(WHAT NEEDS TO BE DONE): At the line containing "Can you see the steering", begin repeating lines exactly, and stop only after the final line of the records below.

· · · · ·

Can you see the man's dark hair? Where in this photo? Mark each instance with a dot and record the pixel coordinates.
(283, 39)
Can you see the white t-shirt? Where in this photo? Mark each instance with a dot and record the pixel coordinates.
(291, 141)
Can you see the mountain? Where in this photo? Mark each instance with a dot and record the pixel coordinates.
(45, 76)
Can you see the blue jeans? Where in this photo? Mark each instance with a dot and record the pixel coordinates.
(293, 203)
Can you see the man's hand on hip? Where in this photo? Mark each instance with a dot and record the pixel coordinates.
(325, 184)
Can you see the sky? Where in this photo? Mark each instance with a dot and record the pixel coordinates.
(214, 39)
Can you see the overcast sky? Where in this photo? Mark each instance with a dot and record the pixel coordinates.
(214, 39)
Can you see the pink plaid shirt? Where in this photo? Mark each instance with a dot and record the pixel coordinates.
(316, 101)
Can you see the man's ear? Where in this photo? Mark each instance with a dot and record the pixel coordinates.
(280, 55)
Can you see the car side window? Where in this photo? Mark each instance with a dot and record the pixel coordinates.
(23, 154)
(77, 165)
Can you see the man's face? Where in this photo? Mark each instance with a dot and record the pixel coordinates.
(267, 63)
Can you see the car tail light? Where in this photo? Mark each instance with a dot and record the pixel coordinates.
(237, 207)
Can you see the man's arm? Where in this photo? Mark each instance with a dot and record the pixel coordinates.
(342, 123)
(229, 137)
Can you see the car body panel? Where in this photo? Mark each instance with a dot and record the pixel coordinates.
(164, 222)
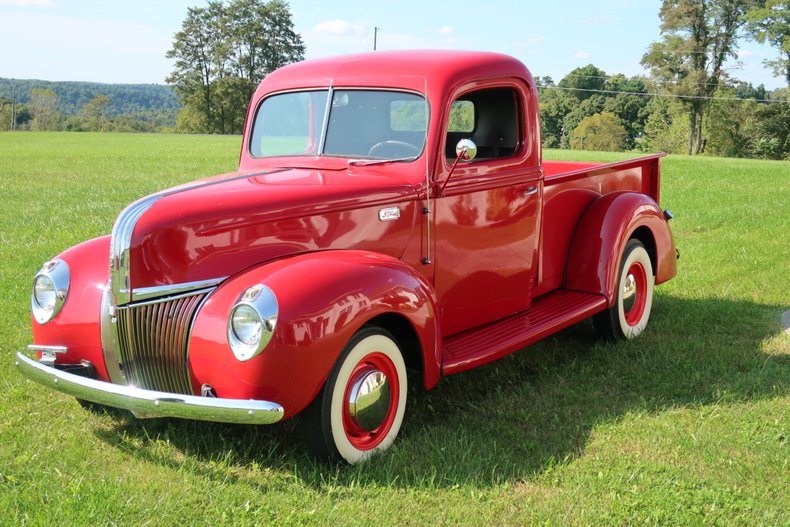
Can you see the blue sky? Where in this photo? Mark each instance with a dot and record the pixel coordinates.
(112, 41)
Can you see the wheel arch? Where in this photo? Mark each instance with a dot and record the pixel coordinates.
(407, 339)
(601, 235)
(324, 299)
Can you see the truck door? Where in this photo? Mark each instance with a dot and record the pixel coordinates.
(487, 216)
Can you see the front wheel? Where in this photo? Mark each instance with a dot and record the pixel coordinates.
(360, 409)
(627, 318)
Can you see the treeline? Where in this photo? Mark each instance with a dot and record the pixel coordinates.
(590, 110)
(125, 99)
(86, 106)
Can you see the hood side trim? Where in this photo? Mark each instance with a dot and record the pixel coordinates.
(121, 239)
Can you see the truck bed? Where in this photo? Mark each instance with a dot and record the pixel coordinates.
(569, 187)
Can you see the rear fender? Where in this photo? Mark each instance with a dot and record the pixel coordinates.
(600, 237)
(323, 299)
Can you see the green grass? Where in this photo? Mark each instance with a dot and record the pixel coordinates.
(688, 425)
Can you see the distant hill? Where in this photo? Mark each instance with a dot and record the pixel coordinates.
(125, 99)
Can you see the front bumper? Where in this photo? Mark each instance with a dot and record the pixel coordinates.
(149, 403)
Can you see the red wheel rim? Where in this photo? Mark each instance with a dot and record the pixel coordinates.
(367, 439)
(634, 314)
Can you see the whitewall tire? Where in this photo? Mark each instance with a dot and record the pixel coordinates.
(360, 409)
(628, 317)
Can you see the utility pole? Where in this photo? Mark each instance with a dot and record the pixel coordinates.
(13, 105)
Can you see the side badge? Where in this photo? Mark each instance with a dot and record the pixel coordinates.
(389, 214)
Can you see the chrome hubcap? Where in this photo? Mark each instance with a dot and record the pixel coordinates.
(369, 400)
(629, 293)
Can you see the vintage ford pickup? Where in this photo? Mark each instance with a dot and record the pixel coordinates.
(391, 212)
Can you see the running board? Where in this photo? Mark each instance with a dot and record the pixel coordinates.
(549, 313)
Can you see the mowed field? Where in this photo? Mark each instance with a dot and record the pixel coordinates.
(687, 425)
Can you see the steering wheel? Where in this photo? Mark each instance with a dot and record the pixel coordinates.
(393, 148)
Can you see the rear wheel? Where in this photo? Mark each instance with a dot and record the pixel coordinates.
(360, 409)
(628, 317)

· · · · ·

(COMPLETED EXERCISE):
Can you see the steering wheel? Where in this photo? Mark each instance with a dot and record the pixel coordinates.
(393, 148)
Can you see the rear wheel? Where in this photo? Mark each instance with a dot and record the pixel coordinates.
(360, 409)
(628, 317)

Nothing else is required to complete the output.